_Data listing_:

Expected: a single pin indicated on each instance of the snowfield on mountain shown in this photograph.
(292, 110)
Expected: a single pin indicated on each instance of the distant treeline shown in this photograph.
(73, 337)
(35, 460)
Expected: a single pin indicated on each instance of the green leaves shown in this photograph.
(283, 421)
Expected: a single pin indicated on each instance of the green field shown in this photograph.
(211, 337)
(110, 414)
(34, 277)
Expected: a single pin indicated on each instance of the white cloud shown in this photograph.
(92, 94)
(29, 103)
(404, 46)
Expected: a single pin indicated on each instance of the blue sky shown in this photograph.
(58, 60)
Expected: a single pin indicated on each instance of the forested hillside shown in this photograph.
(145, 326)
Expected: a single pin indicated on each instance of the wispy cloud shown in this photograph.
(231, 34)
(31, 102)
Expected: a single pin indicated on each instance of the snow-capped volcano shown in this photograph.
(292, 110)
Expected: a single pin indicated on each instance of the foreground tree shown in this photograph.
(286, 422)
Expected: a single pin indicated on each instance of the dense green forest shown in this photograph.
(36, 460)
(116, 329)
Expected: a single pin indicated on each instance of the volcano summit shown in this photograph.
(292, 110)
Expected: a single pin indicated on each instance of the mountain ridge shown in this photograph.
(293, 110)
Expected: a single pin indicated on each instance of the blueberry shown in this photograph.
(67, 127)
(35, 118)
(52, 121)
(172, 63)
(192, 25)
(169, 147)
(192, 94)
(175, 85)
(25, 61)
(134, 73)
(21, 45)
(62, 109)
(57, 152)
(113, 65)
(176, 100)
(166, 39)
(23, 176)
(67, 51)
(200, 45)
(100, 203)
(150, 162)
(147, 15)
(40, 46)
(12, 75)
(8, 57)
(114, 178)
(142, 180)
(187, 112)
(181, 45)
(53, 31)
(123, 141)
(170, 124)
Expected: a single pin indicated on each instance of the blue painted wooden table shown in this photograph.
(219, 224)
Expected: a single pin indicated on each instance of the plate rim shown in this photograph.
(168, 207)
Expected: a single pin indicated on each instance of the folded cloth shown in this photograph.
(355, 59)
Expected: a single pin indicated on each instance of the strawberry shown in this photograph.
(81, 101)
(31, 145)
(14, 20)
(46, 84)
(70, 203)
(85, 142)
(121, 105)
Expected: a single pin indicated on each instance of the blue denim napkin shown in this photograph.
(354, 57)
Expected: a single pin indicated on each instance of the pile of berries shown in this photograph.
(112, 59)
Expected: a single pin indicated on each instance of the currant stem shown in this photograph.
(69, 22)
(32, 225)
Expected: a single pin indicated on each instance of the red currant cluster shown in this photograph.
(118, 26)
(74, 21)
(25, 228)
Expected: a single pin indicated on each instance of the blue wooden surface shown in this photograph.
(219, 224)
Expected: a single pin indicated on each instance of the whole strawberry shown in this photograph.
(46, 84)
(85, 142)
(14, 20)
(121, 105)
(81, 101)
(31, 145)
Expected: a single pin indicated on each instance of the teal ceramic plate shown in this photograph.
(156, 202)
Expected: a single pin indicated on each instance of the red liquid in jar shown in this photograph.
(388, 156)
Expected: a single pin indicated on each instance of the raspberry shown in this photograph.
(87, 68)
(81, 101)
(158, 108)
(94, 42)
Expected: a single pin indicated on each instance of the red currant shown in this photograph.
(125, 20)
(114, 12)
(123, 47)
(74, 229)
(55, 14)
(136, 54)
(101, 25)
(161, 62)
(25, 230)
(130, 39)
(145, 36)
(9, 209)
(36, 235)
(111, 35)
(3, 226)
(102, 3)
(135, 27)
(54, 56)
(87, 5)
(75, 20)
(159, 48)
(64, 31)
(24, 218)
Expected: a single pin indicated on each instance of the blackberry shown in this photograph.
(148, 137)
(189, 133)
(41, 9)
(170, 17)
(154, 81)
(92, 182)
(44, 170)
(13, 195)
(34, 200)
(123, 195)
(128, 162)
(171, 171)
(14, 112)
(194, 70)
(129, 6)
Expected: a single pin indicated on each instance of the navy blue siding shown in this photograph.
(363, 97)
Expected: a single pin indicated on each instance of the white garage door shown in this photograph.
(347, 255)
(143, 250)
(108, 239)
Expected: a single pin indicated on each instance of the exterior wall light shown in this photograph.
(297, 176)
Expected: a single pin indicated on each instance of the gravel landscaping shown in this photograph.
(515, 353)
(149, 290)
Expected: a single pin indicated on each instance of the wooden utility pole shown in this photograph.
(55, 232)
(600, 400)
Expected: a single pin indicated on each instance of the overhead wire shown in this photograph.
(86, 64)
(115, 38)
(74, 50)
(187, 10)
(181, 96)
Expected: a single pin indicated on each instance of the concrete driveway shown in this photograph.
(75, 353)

_Goal_: Please repeat every one of the records above word for word, in the same order.

_Solved exercise_:
Expected: a single pin indicated on each instance of the snowfield on mountain shown in this photograph.
(292, 110)
Expected: a single pin indicated on each instance of the distant treeline shown in this photograph.
(73, 337)
(35, 460)
Expected: a single pin indicated on each instance of the green leaves shown in this photograph.
(283, 421)
Expected: a single pin indicated on each instance of the green field shown in this photograph.
(211, 337)
(110, 414)
(34, 277)
Expected: a single pin indicated on each instance of the white cloud shown in this photograph.
(92, 94)
(29, 103)
(404, 46)
Expected: a single pin indicated on each instance of the blue sky shown in this photograph.
(58, 60)
Expected: a single pin indicated on each instance of the forested hillside shown in this photograph.
(145, 326)
Expected: a single pin indicated on each instance of the wispy cloud shown in this photograph.
(231, 34)
(31, 102)
Expected: a single pin indicated on each instance of the snow-capped volcano shown in this photograph.
(292, 110)
Expected: a single pin indicated on each instance of the foreground tree shown in this photograph.
(286, 422)
Expected: a single pin indicated on each instance of the dense green forest shown in this photograph.
(36, 460)
(116, 329)
Expected: a single pin indicated on each instance of the volcano summit shown in this photograph.
(292, 110)
Expected: a single pin indicated on each instance of the mountain ridge shown in this photograph.
(293, 110)
Expected: a single pin indicated on each instance of the blueberry shown in this photograph.
(67, 127)
(35, 118)
(52, 121)
(172, 63)
(192, 25)
(169, 147)
(192, 94)
(175, 85)
(25, 61)
(134, 73)
(21, 45)
(62, 109)
(57, 152)
(113, 65)
(176, 100)
(166, 39)
(23, 176)
(67, 51)
(200, 45)
(100, 203)
(150, 162)
(147, 15)
(40, 46)
(12, 75)
(8, 57)
(114, 178)
(142, 180)
(187, 112)
(181, 45)
(53, 31)
(123, 141)
(170, 124)
Expected: a single pin indicated on each instance of the blue painted wooden table shown in this photograph.
(219, 224)
Expected: a single pin indicated on each instance of the plate rim shown in this photograph.
(168, 207)
Expected: a single pin indicated on each instance of the folded cloth shown in this photograph.
(355, 59)
Expected: a single pin indicated on each instance of the strawberry shown in this photograph.
(81, 101)
(31, 145)
(14, 20)
(46, 84)
(70, 203)
(85, 142)
(121, 105)
Expected: a single pin indicated on each instance of the blue denim napkin shown in this photograph.
(354, 57)
Expected: a single pin indicated on each instance of the pile of berries shown in this photograph.
(112, 59)
Expected: a single pin indicated on each instance of the currant stem shown in this photograph.
(69, 22)
(32, 225)
Expected: a single pin indicated on each instance of the red currant cluster shown in this photograph.
(118, 26)
(74, 21)
(25, 228)
Expected: a single pin indicated on each instance of the blue wooden surface shown in this photograph.
(219, 224)
Expected: a single pin indicated on each instance of the whole strawberry shown in this photograph.
(46, 84)
(85, 142)
(14, 20)
(121, 105)
(81, 101)
(31, 145)
Expected: a single pin indicated on each instance of the teal ceramic plate shown in this photograph.
(156, 202)
Expected: a single pin indicated on each instance of the red liquid in jar shown in this photograph.
(388, 156)
Expected: a single pin indicated on each instance of the raspberry shown in this photograph.
(87, 68)
(81, 101)
(158, 108)
(94, 42)
Expected: a single pin indicated on each instance of the red currant shown in this photograph.
(125, 20)
(114, 12)
(123, 47)
(74, 229)
(55, 14)
(136, 54)
(101, 25)
(161, 62)
(25, 230)
(130, 39)
(145, 36)
(9, 209)
(36, 235)
(111, 35)
(3, 226)
(102, 3)
(135, 27)
(54, 56)
(87, 5)
(75, 20)
(159, 48)
(64, 31)
(24, 218)
Expected: a single pin indicated on each instance of the blackberry shown in this photograph.
(148, 137)
(189, 133)
(41, 9)
(170, 17)
(154, 81)
(92, 182)
(44, 170)
(13, 195)
(34, 200)
(123, 195)
(128, 162)
(171, 171)
(14, 112)
(194, 70)
(129, 6)
Expected: a single pin indicated on each instance of the navy blue siding shown in this photograph.
(363, 97)
Expected: a single pin indicated on each instance of the white garage door shown in this photograph.
(347, 255)
(143, 250)
(108, 239)
Expected: a single pin indicated on each instance of the exterior wall light shown in this photograph.
(297, 176)
Expected: a single pin indicated on each instance of the gravel landscaping shown in this photograph.
(515, 353)
(149, 290)
Expected: a single pin indicated on each instance of the wooden utility pole shown in this photograph.
(55, 232)
(600, 400)
Expected: a single pin indicated on each instance of the overhead wire shown in this photograph.
(86, 64)
(115, 38)
(74, 50)
(187, 10)
(181, 96)
Expected: a single pin indicated on each instance of the concrete driveway shown in this photograph.
(75, 353)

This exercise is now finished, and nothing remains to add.